- [CONSIGNE DONNÉE 1]
Transposez l'ensemble des enregistrements en un tableau Markdown à deux colonnes, « N° » pour le numéro de rang et « Ligne » pour la ligne, en omettant les lignes vides. Les images ne doivent pas figurer dans la réponse.
═════ TEXTE FOURNI
On peut sourire aujourd'hui devant ce simplisme critique à forte coloration
jdanovienne, et ne pas en tenir compte tout comme il ne tient pas compte de
l'éminente qualité littéraire du roman. Il n'empêche qu'il révèle un malaise
peut-être difficile à exprimer en termes de critique idéologique. Lutter pour
l'Indépendance d'un pays colonisé est aussi lutter pour la maîtrise du dire sur
soi. La description ethnographique, quelle que soit l'identité culturelle du locuteur,
est en général un discours qui s'est élaboré en tant que cohérence discursive
dans un espace autre que celui qu'elle prend pour objet. Même si elle s'efforce
de donner la parole aux indigènes de cet espace, elle le fait dans un système
de pensée et de discours qui n'est pas le leur. Elle les transforme en objet dans un dire dont l'espace
d'élaboration est ailleurs. Le pôle sujet
de toute description est la civilisation pour laquelle cette description est
élaborée. Et dans le cas des premiers romans maghrébins, qui décrivaient leur
espace "exotique", même si c' était, comme le disait Mouloud Feraoun,
pour "montrer que les Kabyles étaient précisément des hommes", cette
description était surtout à l'usage de ces européens favorables à
l'Indépendance qui y cherchaient une caution culturelle à leur combat
progressiste. Elle pouvait donc être ressentie par une critique nationaliste
comme maintenant l'espace colonisé "exotique" en situation d'objet
d'un discours dont la maîtrise, quelle que fût la position idéologique des
lecteurs visés, n'en appartenait pas moins à l'espace culturel de ces lecteurs,
c'est-à-dire celui de la nation colonisatrice. La relation de pouvoir
qu'entretient toute description entre son pôle sujet et son pôle objet
correspondait alors à la relation de pouvoir effective du système colonial.
══════════
- [CONSIGNE DONNÉE 2]
D'après le texte fourni, à quoi correspondait la relation de pouvoir entre le pôle sujet et le pôle objet de toute description ?
═════ ENREGISTREMENTS DU CORPUS
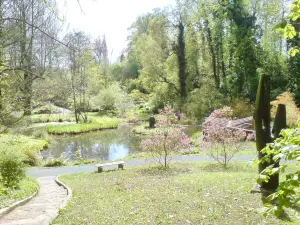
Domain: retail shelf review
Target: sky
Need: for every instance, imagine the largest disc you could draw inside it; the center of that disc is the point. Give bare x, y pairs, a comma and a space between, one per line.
109, 17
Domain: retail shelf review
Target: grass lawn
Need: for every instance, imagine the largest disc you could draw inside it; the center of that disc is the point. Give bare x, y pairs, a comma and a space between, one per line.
28, 147
8, 196
98, 123
46, 118
21, 142
195, 193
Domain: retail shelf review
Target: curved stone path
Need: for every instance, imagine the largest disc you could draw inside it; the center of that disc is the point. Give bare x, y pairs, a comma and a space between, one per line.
42, 209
══════════
- [RÉSULTAT ATTENDU 1]
| N° | Ligne |
|---|---|
| 1 | Domain: retail shelf review |
| 2 | Target: sky |
| 3 | Need: for every instance, imagine the largest disc you could draw inside it; the center of that disc is the point. Give bare x, y pairs, a comma and a space between, one per line. |
| 4 | 109, 17 |
| 5 | Domain: retail shelf review |
| 6 | Target: grass lawn |
| 7 | Need: for every instance, imagine the largest disc you could draw inside it; the center of that disc is the point. Give bare x, y pairs, a comma and a space between, one per line. |
| 8 | 28, 147 |
| 9 | 8, 196 |
| 10 | 98, 123 |
| 11 | 46, 118 |
| 12 | 21, 142 |
| 13 | 195, 193 |
| 14 | Domain: retail shelf review |
| 15 | Target: curved stone path |
| 16 | Need: for every instance, imagine the largest disc you could draw inside it; the center of that disc is the point. Give bare x, y pairs, a comma and a space between, one per line. |
| 17 | 42, 209 |

- [RÉSULTAT ATTENDU 2]
Elle correspondait à la relation de pouvoir effective du système colonial.